Activity: Give the number of lines below with "instance" in them, leaving out anything else.

Listed entries:
== Segment start ==
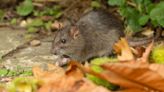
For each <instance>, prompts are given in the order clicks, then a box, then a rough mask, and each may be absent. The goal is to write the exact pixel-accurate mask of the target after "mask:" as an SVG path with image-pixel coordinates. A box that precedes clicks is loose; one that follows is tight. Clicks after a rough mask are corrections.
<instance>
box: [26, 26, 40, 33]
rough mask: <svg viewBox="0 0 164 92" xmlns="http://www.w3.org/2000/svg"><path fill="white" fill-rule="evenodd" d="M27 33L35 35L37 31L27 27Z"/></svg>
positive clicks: (33, 27) (36, 29)
mask: <svg viewBox="0 0 164 92" xmlns="http://www.w3.org/2000/svg"><path fill="white" fill-rule="evenodd" d="M27 32H28V33H36V32H38V29H37V28H35V27H29V28H28V29H27Z"/></svg>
== Segment end ==
Answer space: 2